Only lines containing the word "belt" belong in the answer; copy each one from the records.
======== DATASET ENTRIES
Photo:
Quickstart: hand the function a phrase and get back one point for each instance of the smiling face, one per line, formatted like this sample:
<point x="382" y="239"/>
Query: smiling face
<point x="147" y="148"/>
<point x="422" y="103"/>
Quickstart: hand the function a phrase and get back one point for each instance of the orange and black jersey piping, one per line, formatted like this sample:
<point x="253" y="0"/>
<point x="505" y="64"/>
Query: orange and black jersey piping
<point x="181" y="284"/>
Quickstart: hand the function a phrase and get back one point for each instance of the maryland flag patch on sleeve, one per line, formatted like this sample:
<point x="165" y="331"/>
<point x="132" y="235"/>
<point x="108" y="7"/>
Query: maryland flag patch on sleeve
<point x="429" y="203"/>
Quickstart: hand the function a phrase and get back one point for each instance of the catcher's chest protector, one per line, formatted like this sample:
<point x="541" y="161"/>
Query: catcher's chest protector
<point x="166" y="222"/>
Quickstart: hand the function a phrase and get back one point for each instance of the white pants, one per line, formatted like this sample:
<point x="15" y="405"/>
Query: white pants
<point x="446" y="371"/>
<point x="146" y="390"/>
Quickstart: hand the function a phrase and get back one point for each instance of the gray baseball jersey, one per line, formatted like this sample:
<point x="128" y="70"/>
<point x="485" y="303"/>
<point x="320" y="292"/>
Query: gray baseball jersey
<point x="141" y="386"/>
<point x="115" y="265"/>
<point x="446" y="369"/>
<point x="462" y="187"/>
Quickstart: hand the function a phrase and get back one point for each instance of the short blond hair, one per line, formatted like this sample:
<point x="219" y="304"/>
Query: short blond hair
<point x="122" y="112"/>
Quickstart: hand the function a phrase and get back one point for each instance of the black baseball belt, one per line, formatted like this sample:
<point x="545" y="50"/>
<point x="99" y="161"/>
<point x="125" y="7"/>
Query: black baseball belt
================
RESPONSE:
Quickstart: hand the function a phrase and get back one point for each instance of the black baseball belt, one per line, formatted like this sample:
Query: black baseball belt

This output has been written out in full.